Bombay High Court
R.B.D.D. Datar vs Commissioner Of Income-Tax on 22 November, 1951
JUDGMENT R. Kaushalendra Rao, J.
1. This matter arises on a statement of the case by the Appellate Tribunal, under Section 66(1) of the Income-tax Act.
2. The assessee joined the "All India Reporter" in 1923, when the journal was the proprietary concern of Shri Chitaley. This concern was turned into a limited company in 1924. The assessee continued as director-in-charge of the All India Reporter. In the year 1942, he was getting a salary of Rs. 1950 per month. There was an agreement on 23rd March, 1943, Between the assessee and the All India Reporter. The agreement is in the following terms:
Agreement entered into this twenty-third day of March 1943, between the All India Reporter Ltd., a company registered under the Indian Companies Act, 1913} through its Managing Director Mr. V.V. Chitaley (hereinafter referred to as the "company") of the one part and Mr. D. D. Datar of Nagpur (hereinafter referred to as " the employee") of the other part. Whereas Mr. D.D. Datar has put in very valuable services in the company since its inception in promoting, building up its business and bringing it in repute which it enjoys, and is still continuing to serve the company. It is in appreciation there-fore hereby agreed that ;
(1) The employee be paid a salary per equal to (six) 6%, of the gross sales received by the company in the year or a sum of Rs. 24,000 whichever is greater, from 1st April 1943.
(2) The period of appointment covered be this agreement is ten years from 1st April 1943 in the first instant to be renewed automatically for such like period at the option of the employee.
(3) It is further agreed, that the employee shall, at the time of termination of the service before or after the period of appointment, for any cause whatsoever, be paid a sum equal to three years' salary calculated at the rate at which he was drawing the salary at the date of the termination of the service, as compensation for cessation of his services. In case of termination of the service by death of the employee such sum as aforesaid shall be paid to his heir or his heirs as the case may be.
(4) The employee is expected to perform the same duties as he is now performing or of the like nature as the Managing Director may from time to time instruct.
(5) The employee shall be free to do any other work or business while in service but shall not engage himself in any business which is of a competing nature, with that carried on by the company.

——

*Required task 1*:
Say whether each statement below agrees with the judgment. Answer yes or no, and quote the words of the judgment that decide it.
(a) The assessee joined the All India Reporter in 1924.
(b) Under the agreement, the employee may take up other work or business while in service.
(c) The agreement sets the period of appointment at five years.
*Required task 2*: Pick out every line of the records that contains the string "flat". Case counts.

——

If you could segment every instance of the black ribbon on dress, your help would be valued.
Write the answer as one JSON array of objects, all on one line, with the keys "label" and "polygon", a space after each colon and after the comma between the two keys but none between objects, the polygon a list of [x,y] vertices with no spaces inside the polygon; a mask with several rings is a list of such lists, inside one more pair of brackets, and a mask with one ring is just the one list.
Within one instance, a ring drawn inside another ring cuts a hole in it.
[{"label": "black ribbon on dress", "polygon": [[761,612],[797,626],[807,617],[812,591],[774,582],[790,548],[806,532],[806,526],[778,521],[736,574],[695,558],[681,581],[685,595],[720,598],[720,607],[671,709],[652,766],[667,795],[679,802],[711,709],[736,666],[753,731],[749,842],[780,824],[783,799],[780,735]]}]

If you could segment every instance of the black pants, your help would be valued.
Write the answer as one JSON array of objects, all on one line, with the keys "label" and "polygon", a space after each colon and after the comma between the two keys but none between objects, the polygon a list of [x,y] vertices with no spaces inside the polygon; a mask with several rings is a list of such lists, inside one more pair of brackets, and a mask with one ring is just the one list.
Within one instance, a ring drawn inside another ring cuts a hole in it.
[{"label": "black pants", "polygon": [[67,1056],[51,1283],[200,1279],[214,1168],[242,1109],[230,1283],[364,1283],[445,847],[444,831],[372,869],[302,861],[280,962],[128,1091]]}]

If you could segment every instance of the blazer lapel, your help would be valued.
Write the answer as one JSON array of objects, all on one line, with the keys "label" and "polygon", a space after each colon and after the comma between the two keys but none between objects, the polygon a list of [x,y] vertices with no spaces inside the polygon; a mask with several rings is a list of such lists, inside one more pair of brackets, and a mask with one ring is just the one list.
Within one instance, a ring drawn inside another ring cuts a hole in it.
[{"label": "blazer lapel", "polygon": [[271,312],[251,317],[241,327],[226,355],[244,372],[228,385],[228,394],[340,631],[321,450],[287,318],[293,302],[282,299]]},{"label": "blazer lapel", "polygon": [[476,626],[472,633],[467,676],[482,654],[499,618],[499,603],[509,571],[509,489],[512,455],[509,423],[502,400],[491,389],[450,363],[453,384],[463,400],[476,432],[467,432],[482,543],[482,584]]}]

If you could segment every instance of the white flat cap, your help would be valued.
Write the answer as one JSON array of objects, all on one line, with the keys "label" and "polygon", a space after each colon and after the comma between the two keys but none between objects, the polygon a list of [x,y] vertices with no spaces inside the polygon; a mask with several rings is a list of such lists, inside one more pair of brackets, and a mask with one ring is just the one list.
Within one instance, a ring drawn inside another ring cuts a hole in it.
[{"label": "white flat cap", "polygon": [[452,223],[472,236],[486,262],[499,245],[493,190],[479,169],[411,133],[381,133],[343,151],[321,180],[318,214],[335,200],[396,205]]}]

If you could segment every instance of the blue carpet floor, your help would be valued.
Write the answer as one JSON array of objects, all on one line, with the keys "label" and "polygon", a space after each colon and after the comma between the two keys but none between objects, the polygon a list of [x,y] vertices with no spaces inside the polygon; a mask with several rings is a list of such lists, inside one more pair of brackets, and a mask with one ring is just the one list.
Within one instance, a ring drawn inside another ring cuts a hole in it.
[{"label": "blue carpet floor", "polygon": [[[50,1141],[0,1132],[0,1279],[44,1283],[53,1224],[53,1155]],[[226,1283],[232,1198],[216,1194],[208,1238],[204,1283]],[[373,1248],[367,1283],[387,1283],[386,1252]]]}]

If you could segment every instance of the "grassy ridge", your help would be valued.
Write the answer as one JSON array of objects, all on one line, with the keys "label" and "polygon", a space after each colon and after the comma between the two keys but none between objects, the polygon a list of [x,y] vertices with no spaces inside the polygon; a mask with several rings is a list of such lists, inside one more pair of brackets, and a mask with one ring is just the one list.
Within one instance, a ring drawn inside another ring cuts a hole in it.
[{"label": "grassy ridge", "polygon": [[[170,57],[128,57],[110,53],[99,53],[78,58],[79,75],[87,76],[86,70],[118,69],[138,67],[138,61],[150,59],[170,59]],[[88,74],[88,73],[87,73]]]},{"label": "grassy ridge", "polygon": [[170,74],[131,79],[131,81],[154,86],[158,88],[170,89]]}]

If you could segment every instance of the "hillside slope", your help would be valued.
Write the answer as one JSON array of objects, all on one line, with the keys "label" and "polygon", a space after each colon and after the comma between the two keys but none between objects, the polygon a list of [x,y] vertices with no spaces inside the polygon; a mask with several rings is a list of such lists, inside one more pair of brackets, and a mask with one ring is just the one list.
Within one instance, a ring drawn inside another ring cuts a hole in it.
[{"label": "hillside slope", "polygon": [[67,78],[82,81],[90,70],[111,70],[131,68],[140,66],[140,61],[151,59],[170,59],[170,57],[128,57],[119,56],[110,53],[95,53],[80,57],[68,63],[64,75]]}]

——

*Finished answer 1*:
(a) No: "The assessee joined the "All India Reporter" in 1923"
(b) Yes: "The employee shall be free to do any other work or business while in service"
(c) No: "The period of appointment covered be this agreement is ten years from 1st April 1943"

*Finished answer 2*:
If you could segment every instance of the white flat cap, your help would be valued.
[{"label": "white flat cap", "polygon": [[452,223],[472,236],[486,262],[499,245],[493,190],[479,169],[411,133],[381,133],[343,151],[321,180],[318,214],[335,200],[396,205]]}]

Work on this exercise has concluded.